** start of Available records **
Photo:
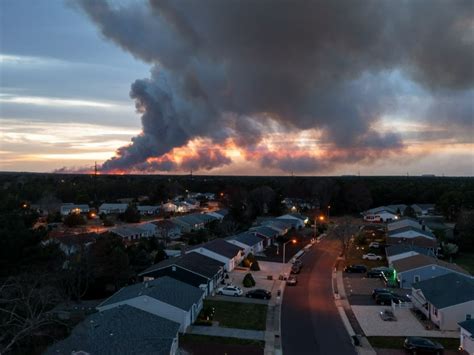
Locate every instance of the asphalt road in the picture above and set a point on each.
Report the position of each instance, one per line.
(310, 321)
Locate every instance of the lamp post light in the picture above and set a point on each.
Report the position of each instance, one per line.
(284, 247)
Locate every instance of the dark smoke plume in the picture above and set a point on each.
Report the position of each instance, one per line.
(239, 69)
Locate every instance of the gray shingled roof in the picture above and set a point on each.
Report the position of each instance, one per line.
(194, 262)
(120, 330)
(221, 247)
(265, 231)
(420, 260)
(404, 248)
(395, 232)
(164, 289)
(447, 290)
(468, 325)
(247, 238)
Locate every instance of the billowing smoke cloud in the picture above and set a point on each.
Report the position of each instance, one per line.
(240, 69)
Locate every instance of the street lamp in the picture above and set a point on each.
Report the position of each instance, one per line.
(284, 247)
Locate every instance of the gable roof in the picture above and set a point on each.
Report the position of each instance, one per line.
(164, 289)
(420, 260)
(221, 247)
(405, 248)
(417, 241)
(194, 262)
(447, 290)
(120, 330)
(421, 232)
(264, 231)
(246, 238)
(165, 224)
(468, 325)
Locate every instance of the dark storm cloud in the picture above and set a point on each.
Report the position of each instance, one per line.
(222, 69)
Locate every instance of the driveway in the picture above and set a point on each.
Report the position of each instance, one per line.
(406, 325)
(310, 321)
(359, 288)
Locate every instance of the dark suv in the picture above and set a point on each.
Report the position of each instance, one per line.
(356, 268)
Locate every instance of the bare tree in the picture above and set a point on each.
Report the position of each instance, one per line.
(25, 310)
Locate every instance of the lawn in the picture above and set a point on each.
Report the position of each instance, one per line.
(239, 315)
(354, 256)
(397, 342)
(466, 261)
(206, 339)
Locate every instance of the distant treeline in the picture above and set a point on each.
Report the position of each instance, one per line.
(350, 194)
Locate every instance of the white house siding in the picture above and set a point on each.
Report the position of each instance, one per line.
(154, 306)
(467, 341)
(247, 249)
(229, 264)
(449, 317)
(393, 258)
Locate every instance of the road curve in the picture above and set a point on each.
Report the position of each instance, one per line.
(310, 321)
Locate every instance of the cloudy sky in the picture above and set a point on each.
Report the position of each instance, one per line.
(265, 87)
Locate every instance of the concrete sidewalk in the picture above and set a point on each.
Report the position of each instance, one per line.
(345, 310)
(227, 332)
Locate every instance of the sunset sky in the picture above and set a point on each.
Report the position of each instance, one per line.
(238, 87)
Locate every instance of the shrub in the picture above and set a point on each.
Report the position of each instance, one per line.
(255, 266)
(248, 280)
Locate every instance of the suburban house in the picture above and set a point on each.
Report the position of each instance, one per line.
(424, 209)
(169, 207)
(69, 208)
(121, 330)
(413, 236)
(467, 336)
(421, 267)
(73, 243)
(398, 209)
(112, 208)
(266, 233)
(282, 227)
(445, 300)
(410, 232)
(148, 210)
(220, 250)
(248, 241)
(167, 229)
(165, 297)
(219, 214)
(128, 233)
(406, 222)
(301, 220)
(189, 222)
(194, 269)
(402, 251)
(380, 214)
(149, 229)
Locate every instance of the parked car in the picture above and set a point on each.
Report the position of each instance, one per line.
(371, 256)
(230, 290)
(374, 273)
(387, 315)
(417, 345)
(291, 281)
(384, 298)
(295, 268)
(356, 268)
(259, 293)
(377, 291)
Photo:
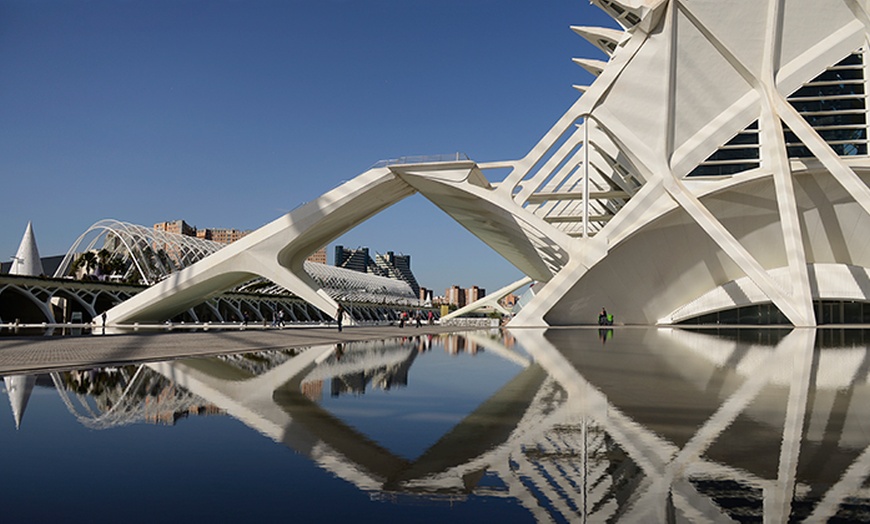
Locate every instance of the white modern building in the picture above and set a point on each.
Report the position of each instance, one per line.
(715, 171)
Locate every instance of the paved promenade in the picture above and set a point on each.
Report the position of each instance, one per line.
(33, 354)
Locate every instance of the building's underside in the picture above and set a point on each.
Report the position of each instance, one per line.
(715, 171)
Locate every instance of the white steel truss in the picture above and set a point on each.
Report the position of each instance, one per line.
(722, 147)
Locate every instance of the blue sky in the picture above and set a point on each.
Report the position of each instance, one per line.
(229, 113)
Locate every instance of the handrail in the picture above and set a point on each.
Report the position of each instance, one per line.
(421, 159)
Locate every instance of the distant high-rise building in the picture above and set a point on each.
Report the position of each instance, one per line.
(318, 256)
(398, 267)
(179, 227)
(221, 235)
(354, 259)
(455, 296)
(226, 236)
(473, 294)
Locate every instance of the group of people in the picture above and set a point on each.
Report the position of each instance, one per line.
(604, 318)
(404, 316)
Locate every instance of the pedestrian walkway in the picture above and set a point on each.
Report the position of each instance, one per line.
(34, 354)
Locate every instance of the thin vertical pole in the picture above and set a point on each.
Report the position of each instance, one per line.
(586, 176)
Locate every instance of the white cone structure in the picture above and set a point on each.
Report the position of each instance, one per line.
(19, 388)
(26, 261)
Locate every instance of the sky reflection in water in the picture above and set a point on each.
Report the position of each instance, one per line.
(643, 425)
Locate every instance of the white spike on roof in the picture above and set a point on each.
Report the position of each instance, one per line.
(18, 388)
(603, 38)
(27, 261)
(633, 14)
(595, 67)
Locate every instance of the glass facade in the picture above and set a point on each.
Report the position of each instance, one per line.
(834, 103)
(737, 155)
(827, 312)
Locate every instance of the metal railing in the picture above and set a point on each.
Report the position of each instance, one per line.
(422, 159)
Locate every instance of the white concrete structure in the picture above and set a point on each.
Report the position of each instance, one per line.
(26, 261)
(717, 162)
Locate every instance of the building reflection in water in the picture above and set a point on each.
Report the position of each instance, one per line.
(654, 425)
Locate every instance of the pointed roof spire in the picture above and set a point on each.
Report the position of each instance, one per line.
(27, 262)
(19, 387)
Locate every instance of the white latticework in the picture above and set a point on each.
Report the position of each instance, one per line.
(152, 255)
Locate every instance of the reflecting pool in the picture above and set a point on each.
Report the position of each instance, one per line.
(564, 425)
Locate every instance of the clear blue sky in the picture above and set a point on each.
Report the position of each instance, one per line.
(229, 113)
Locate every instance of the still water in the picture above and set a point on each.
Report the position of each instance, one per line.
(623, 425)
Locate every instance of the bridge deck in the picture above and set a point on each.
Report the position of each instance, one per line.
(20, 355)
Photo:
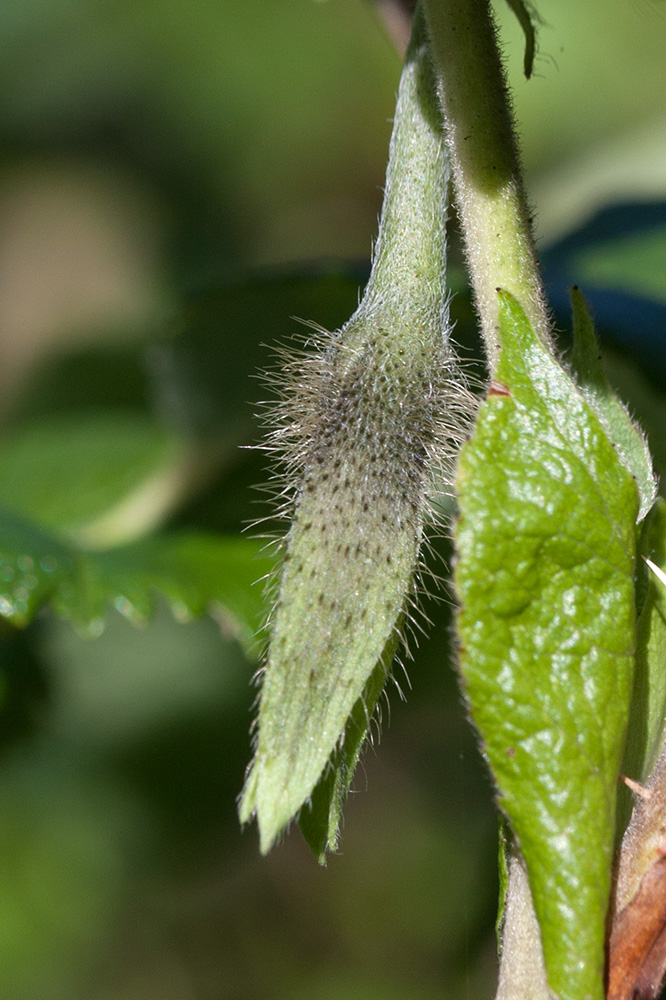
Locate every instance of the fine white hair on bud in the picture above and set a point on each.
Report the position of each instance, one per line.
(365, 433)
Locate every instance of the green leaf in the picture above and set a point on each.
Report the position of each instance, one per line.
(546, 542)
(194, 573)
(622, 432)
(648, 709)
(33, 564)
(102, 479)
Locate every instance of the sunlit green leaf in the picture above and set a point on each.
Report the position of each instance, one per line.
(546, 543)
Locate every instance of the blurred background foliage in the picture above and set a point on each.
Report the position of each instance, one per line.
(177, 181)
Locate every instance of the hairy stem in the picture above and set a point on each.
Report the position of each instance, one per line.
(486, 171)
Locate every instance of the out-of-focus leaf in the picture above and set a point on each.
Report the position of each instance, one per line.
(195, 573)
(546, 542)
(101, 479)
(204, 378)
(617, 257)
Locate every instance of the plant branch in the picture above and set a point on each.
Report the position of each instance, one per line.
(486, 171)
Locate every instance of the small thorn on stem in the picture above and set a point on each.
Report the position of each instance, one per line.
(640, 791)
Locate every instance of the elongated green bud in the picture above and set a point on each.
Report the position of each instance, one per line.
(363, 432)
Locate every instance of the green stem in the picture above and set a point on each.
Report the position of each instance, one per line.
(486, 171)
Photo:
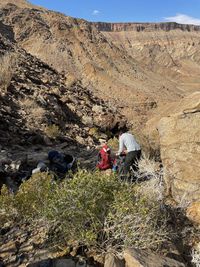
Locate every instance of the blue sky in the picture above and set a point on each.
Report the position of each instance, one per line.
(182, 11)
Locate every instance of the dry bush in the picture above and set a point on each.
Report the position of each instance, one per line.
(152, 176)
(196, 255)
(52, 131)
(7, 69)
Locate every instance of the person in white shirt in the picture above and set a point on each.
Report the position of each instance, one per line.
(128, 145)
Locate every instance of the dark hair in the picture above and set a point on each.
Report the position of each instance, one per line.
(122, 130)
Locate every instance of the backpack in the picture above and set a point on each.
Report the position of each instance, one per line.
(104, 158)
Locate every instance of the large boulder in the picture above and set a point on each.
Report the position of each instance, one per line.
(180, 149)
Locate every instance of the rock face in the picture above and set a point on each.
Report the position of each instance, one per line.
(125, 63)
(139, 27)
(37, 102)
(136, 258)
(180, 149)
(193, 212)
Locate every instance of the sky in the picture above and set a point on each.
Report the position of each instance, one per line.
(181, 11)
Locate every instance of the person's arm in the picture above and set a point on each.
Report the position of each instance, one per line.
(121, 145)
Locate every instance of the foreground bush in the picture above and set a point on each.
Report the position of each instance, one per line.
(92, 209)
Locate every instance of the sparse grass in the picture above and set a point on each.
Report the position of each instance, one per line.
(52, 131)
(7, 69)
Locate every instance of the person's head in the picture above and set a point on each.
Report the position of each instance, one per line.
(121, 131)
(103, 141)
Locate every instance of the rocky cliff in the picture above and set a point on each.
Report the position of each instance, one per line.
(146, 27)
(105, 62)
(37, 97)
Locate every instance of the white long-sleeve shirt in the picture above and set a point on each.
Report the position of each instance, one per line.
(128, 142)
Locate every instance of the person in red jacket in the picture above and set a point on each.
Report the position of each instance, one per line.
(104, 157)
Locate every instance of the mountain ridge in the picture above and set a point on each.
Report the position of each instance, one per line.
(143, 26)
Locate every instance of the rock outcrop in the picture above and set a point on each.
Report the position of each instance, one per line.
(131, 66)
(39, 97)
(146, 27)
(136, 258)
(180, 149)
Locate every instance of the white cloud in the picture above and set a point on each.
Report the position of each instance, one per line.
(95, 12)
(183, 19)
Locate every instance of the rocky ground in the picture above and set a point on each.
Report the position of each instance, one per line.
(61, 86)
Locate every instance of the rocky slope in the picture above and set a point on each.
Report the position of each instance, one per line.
** end of Available records **
- [Aim] Copy each line exactly, from the line containing "Locate every instance of the mountain" down to the last line of the material, and no other lines.

- [Solution below]
Locate every instance of the mountain ridge in the picture above and set a point on each.
Report the position of each instance, one per line.
(143, 26)
Locate every instance of the rock outcrop in the picture above and set a point on each.
Report the position of each instance, one per line.
(131, 66)
(39, 97)
(146, 27)
(136, 258)
(180, 149)
Locate every instance of the white cloud in the picture above and set a point on each.
Report the position of each instance, one per line.
(95, 12)
(183, 19)
Locate every instance of the rocky ground in the picture above and set a point on each.
Report the position of each instance, one per line.
(61, 86)
Locate every instance of the rocky slope in the picture above and set a point on each.
Report the position of each instance, one per line.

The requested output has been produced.